● **SELECTION**:
Output pulse from IC 1 forward biases the transistor T1. As a
result the musical bell is switched ON. The musical bell is
built around IC 2(UM 66). The output from IC 2 is amplified by
transistor T2 to drive an 8-ohm, 500mW-load speaker. IC 2 is
also gets trigger pulse at its trigger input when IC 1 gets
trigger at its trigger input because trigger input pin 2 of IC
1 and IC 2 are shorted. Therefore its out goes high for a
predetermined time period. The period can be adjusted by
varying the value of resister R2 or capacitor C2 as
T=1.1*R2*C2 sec. Output pulse from IC 2 forward biases
transistor T3 and relay R1 is energized, but the bulb is
switched ON only at night.
An
LDR based circuit is used to switch ON the bulb at night only.
The bulb is switched ON when relay R1 and R2 are energized.
Relay R1 and R2 are connected in series with bulbs to the
power supply. Two relays are like two switches of the bulb.
During day time LDR offers a very low resistance, and thus the voltage pin 2 of IC 4 is more than 1/3 Vcc, so that its output goes low and the relay R2 is de-energized. These results in
opening of power supply contact to the bulbs and thus
switching OFF the bulbs. During the night time the dark
resistance of LDR is very high, and thus the voltage at pin 2
of IC 4 is less than 1/3 Vcc, so that its output goes low and
the relay RL 2 is de-energized. These results in shorting of
power supply contact to the bulbs and thus switches ON the
bulbs.
Water
level indicator and controller
Generally overhead tanks are filled with water by operating a
pump. We have no control over the level to which it may be
filled. It may cause overflow or water level may remain too
low when we switch OFF the pump motor. Manual operation of the
motor pump starter is thus not advisable. Present circuit may
be added to the existing manual starter of the pump motor so
that it may be operated automatically.
Four
sensor probes made up of brass or stainless steel stiff wires
or rods may be hung firmly in the tank. This indicates the
water level in the water tank at four steps F, H, L, E i.e.,
Full, Half, Low, Empty. When there is no water in the water
tank the circuit automatically switches ON the pump and
switches OFF when the water level comes to Full.
Probes marked E and L are hung with their bottoms near the
bottom level of the tank at which we wish to start the pump.

● **ENTRIES PROVIDED**:
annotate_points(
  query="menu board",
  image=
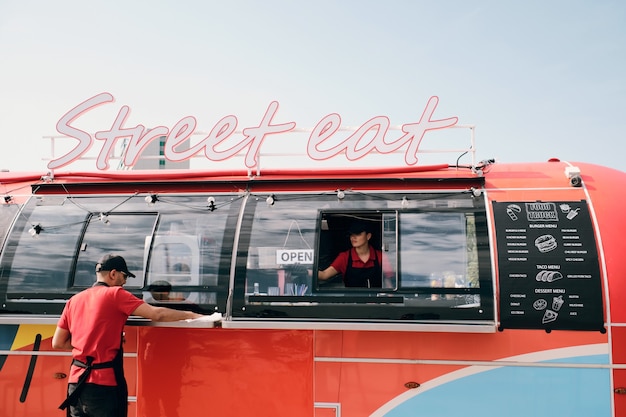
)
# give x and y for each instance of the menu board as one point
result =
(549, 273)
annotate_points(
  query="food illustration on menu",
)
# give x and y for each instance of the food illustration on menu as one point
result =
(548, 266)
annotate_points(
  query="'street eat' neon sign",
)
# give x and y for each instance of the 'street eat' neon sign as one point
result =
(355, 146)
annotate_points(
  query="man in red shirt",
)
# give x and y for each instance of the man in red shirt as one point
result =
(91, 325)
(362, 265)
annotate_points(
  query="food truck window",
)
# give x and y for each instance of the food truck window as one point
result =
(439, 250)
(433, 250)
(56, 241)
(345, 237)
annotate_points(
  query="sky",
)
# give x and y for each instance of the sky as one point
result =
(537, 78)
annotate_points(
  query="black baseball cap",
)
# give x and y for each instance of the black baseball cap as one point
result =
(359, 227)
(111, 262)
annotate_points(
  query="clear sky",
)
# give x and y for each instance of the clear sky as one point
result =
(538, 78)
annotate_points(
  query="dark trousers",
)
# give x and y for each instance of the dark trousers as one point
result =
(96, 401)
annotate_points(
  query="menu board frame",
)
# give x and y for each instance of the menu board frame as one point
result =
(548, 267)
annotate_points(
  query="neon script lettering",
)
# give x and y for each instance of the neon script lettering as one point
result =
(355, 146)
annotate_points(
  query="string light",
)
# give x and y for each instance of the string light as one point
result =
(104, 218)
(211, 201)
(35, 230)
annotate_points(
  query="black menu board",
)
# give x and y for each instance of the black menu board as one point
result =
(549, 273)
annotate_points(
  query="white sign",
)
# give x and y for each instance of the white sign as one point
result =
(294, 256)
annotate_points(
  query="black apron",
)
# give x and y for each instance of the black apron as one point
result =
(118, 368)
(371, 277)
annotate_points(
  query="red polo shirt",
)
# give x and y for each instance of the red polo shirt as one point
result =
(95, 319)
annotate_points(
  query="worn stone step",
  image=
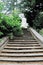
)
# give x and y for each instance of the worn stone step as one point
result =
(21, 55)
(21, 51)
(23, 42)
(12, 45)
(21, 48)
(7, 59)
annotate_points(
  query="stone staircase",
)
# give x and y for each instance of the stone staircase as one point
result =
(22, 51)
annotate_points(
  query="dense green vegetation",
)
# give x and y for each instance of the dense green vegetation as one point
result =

● **COMPLETE THE FOLLOWING**:
**1.** In the circuit description, what four water levels do the sensor probes indicate?
**2.** In the circuit description, rewrite the part that opens with the words "Output pulse from IC 1" and closes with "at night only.", changing "bulb" to "lamp".

● **FULL ANSWERS**:
**1.** Full, Half, Low, and Empty (F, H, L, E).

**2.**
Output pulse from IC 1 forward biases the transistor T1. As a
result the musical bell is switched ON. The musical bell is
built around IC 2(UM 66). The output from IC 2 is amplified by
transistor T2 to drive an 8-ohm, 500mW-load speaker. IC 2 is
also gets trigger pulse at its trigger input when IC 1 gets
trigger at its trigger input because trigger input pin 2 of IC
1 and IC 2 are shorted. Therefore its out goes high for a
predetermined time period. The period can be adjusted by
varying the value of resister R2 or capacitor C2 as
T=1.1*R2*C2 sec. Output pulse from IC 2 forward biases
transistor T3 and relay R1 is energized, but the lamp is
switched ON only at night.
An
LDR based circuit is used to switch ON the lamp at night only.